**DATA SUPPLIED**

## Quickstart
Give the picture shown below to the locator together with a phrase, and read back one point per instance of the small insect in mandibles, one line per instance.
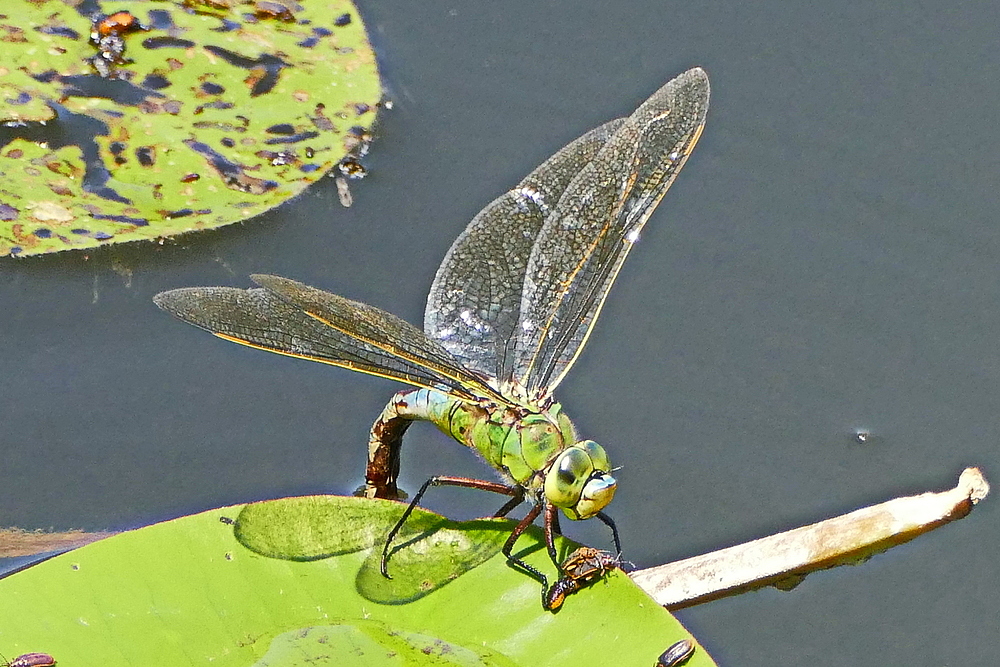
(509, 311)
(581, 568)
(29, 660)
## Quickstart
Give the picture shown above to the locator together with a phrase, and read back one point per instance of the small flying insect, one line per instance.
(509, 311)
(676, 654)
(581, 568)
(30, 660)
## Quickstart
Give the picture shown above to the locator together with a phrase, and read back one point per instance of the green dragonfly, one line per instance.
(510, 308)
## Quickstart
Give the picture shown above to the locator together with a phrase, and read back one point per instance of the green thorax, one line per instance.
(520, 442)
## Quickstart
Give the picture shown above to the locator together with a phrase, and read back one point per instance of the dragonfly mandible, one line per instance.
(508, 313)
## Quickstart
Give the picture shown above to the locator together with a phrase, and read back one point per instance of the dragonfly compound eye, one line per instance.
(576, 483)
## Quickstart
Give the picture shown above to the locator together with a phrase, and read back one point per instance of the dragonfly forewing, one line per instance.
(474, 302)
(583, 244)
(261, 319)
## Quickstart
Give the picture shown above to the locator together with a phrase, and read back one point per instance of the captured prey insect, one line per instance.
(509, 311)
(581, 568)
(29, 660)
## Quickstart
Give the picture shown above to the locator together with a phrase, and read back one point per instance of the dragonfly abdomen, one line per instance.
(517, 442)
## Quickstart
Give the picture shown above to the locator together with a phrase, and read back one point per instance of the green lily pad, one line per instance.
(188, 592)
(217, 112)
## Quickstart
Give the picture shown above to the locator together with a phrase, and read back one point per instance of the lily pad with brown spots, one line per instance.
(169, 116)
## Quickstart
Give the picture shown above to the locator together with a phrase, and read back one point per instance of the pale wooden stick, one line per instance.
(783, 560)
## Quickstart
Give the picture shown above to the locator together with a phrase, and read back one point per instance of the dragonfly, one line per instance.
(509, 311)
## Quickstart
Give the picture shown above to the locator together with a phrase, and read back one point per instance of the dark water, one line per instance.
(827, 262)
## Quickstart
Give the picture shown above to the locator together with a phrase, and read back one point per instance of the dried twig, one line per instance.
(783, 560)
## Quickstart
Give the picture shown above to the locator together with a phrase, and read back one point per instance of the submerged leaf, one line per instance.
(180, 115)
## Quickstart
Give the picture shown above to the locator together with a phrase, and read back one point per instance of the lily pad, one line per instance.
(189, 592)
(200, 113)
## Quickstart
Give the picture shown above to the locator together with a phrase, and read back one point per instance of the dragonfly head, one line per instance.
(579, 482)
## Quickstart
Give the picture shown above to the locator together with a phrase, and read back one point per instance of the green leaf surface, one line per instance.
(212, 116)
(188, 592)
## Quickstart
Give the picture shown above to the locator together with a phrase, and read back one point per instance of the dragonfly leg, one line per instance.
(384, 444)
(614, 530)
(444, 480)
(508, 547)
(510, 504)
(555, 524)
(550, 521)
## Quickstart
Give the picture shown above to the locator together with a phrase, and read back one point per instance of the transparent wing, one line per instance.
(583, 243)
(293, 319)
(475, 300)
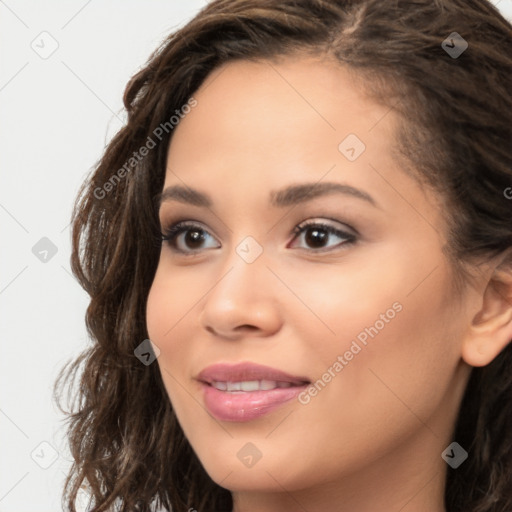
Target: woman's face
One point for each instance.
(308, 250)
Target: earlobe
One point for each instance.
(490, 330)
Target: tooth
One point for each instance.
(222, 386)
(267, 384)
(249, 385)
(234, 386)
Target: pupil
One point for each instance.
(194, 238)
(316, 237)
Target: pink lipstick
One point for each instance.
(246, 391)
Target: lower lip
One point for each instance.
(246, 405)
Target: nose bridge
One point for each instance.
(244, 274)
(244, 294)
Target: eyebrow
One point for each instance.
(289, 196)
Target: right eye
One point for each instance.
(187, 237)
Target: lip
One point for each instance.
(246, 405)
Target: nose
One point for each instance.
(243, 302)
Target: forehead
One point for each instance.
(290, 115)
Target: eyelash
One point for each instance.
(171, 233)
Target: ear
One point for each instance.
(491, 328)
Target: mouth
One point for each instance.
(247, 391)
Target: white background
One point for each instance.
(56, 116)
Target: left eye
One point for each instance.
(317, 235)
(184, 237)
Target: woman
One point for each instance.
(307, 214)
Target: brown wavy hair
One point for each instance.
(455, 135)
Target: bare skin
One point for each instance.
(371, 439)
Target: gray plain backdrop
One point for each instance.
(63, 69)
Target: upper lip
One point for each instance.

**WHAT NEEDS TO BE DONE**
Without the pictures, return all the records precisely as they stand.

**FINISHED EXERCISE**
## Quickstart
Give the picture shown below to the locator together with a phrase, and read back one point per instance of the small insect in mandibles, one line per instance.
(509, 311)
(581, 568)
(29, 660)
## Quickstart
Give the picture shown above to the locator together with a phrase, and read back one point per instance of the small flying insect, one line per instance.
(509, 311)
(676, 654)
(581, 568)
(30, 660)
## Quickstart
Give the picture shown above to the locator together with a phrase, and read back one point per instance of the green dragonfly, one line per instance.
(510, 308)
## Quickstart
Give the picture shown above to the locator together with a phrase, and read back one point per instance of the green thorax, one line per instance.
(520, 442)
## Quickstart
Give the picture shown above to the locator together with a phrase, and read back one point per instance of the dragonfly mandible, one line per instance.
(508, 313)
## Quickstart
Give the picture shown above to the locator together with a phrase, and read back one point per instance of the dragonfly compound eye, one line per instance.
(576, 483)
## Quickstart
Give the picture shown above to the locator together with a phrase, and read back one point per instance of the dragonfly forewing, one line per instance.
(474, 302)
(583, 244)
(261, 319)
## Quickstart
Give the picture shown above to the locator together with a phrase, and read back one point per instance of the captured prey insect, one line per instance.
(509, 311)
(581, 568)
(29, 660)
## Quickstart
Give the picture shown above to the locator together with a phrase, and read back one point per instance of the dragonfly abdomen, one line per instance.
(517, 442)
## Quickstart
Give the picture shown above to the locator together with a phrase, and read back one point per instance of the green lily pad, one line per instance.
(188, 592)
(217, 112)
## Quickstart
Give the picture shown above to the locator together with a phrase, and read back one point per instance of the lily pad with brown spots, one line per instance.
(169, 116)
## Quickstart
Give the picture shown above to the locator together with a phrase, and read back one point per instance of the pale wooden stick, one line per instance.
(783, 560)
## Quickstart
Give the picture shown above to the locator together with a phrase, and read back one point per instance of the dragonfly, one line per instance.
(509, 311)
## Quickstart
Give the picture shown above to the locator together with a phrase, and read back one point per instance of the dark water, one line per instance.
(827, 262)
## Quickstart
Give the picture shown above to the locator together with a phrase, and read back one point per instance of the dried twig, one line per instance.
(783, 560)
## Quickstart
Give the picture shown above to the locator together with a phrase, and read back one point per instance of the submerged leaf, one line per instance.
(180, 115)
## Quickstart
Give the picture shown above to the locator together with a phrase, and read back one point per instance of the lily pad, one line per instance.
(189, 592)
(200, 113)
## Quickstart
Give the picture shown above to the locator together with a phrase, and read back one point per instance of the dragonfly head, one line per instance.
(579, 482)
## Quickstart
Give the picture shown above to the locator together with a phrase, and read back one point per instance of the green leaf surface, one line per instance.
(212, 116)
(188, 592)
## Quickstart
Give the picture shown above to the locator together with a phrase, and read back one point per instance of the dragonfly leg, one line per instance.
(384, 444)
(614, 530)
(444, 480)
(508, 547)
(510, 504)
(555, 524)
(550, 521)
## Quickstart
Give the picture shown above to the locator together with a phrase, and read back one point per instance of the transparent wing, one line per instance.
(583, 243)
(293, 319)
(475, 300)
Target: woman's face
One point for each instance.
(308, 250)
Target: earlobe
One point for each instance.
(490, 330)
Target: tooth
One point for each instance.
(222, 386)
(267, 384)
(249, 385)
(234, 386)
Target: pupil
One point for each instance.
(194, 238)
(316, 237)
Target: pink lipstick
One point for each instance.
(246, 391)
Target: lower lip
One point for each instance.
(246, 405)
Target: nose bridge
One point for each instance.
(244, 274)
(244, 294)
Target: eyebrow
One point for each instance.
(289, 196)
Target: right eye
One point for each instance.
(187, 237)
Target: lip
One point for each instance.
(246, 405)
Target: nose
One point for each instance.
(243, 302)
Target: forehead
One point for each instance.
(290, 115)
Target: eyelash
One point for each instance.
(171, 233)
Target: ear
One point for each instance.
(491, 328)
Target: mouth
One point for each instance.
(247, 391)
Target: white background
One point for each instance.
(56, 116)
Target: left eye
One point for each instance.
(317, 235)
(184, 237)
Target: woman
One point for each instance.
(307, 214)
Target: brown wavy hair
One point for each instance.
(455, 135)
Target: bare skin
One point for each instance.
(371, 439)
Target: gray plain backdrop
One point for each instance.
(63, 69)
Target: upper lip
One point for each instance.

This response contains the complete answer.